### Exercise instructions
Can you find every line in the entries below that contains the word "light" and copy each one in full?

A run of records
►

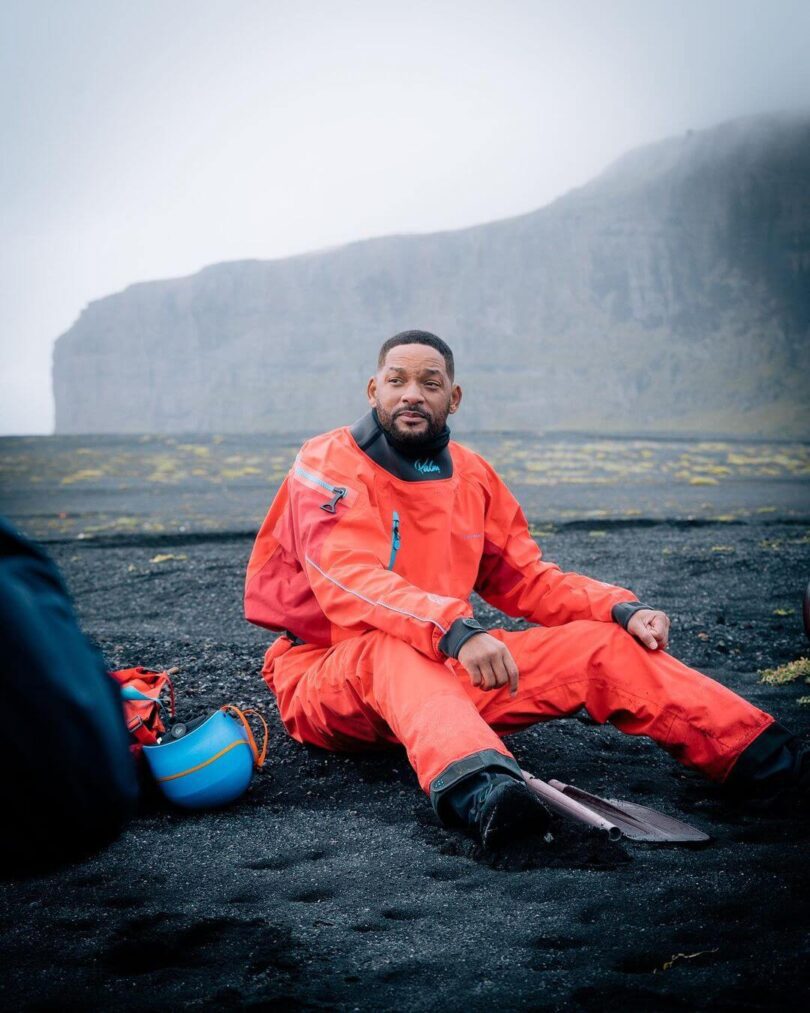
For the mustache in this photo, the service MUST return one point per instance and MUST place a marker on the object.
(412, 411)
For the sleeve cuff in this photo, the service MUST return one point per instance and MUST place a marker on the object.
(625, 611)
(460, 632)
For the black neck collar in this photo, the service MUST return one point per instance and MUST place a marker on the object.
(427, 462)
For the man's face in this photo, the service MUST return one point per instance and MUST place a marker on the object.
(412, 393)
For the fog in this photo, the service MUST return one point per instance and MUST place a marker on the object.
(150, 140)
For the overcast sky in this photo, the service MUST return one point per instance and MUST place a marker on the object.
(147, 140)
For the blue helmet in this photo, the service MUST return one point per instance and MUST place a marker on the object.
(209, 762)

◄
►

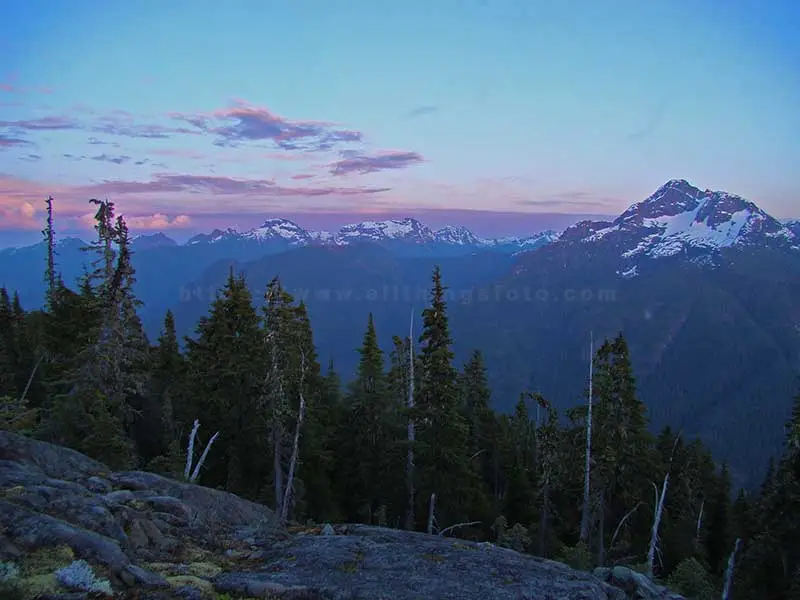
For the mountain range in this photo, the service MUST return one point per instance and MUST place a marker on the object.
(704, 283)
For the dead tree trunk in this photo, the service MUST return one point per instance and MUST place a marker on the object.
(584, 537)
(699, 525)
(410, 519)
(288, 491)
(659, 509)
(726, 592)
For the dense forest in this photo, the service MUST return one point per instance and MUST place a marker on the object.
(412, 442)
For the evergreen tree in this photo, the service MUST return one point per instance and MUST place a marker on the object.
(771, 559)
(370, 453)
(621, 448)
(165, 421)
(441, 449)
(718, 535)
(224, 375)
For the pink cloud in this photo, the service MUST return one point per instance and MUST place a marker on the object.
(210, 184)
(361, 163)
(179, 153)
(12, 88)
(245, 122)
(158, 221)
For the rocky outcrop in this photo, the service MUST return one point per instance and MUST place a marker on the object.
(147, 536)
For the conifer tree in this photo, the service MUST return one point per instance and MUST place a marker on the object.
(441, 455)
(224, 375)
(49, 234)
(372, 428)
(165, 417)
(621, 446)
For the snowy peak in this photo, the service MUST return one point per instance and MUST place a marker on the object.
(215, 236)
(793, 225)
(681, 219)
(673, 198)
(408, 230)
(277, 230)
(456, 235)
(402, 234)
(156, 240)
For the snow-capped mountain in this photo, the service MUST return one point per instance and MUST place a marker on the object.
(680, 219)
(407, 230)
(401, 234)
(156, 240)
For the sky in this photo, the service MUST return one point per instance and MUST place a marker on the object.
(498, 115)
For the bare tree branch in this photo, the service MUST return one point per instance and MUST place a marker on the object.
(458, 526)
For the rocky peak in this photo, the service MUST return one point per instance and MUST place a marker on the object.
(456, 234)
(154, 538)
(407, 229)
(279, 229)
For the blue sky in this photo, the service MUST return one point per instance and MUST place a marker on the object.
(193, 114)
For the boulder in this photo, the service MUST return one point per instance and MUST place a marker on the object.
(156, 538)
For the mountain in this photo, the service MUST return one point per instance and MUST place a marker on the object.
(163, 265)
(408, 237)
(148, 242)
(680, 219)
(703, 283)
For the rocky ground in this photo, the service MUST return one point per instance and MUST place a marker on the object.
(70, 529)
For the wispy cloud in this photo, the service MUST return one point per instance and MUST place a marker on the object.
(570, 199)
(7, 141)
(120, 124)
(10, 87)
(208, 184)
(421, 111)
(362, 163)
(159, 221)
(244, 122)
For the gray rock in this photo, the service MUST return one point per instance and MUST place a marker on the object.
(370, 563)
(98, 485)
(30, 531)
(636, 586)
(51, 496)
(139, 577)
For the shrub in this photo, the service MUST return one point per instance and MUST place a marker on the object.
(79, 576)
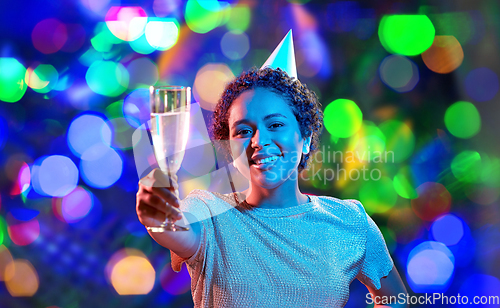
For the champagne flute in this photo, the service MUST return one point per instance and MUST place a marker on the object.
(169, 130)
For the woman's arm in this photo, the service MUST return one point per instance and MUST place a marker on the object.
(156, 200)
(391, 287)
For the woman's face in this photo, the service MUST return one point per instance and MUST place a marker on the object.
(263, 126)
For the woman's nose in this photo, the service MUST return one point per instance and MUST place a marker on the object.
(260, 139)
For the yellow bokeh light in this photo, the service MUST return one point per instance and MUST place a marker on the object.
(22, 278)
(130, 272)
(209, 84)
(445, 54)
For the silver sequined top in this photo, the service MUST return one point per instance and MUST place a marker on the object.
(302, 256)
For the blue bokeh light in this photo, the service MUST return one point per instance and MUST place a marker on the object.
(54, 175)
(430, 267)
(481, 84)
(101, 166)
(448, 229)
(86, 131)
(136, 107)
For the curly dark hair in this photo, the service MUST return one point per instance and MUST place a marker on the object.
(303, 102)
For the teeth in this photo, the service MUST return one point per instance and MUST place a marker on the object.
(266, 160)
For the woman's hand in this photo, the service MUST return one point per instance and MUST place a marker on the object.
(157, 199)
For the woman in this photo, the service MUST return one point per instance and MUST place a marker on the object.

◄
►

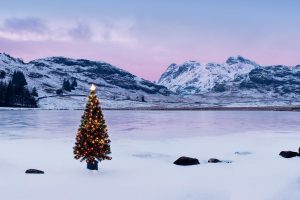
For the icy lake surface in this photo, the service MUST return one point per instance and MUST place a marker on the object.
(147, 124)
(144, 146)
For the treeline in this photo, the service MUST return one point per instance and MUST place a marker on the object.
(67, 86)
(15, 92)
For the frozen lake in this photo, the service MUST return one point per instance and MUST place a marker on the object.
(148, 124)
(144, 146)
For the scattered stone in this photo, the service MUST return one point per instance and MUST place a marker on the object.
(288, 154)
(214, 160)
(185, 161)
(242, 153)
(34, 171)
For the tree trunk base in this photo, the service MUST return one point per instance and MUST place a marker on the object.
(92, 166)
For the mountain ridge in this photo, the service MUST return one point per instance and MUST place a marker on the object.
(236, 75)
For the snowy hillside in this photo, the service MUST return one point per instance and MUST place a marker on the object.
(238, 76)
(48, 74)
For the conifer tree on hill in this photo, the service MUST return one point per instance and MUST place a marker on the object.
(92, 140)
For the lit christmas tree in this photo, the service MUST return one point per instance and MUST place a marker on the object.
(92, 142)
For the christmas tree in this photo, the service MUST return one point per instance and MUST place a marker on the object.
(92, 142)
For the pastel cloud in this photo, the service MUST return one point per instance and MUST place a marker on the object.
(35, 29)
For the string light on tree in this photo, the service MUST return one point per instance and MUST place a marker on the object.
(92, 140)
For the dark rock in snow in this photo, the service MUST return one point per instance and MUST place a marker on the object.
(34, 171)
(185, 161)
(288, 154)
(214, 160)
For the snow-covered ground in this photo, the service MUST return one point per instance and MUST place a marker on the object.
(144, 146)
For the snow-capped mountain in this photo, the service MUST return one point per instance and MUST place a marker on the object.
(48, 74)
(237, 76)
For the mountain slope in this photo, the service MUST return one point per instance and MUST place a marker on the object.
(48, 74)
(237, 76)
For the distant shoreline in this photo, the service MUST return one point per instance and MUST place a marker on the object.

◄

### Reply to the task
For the yellow bokeh light in this photo, the service MUST return one point per instance and MUST place a marker on the object.
For the blue bokeh light in this photo, the service MUST return one point per instance and MUST place a marker on the object.
For the string light on tree in this photo, the service MUST return one point per instance and MUST place a marker on the object.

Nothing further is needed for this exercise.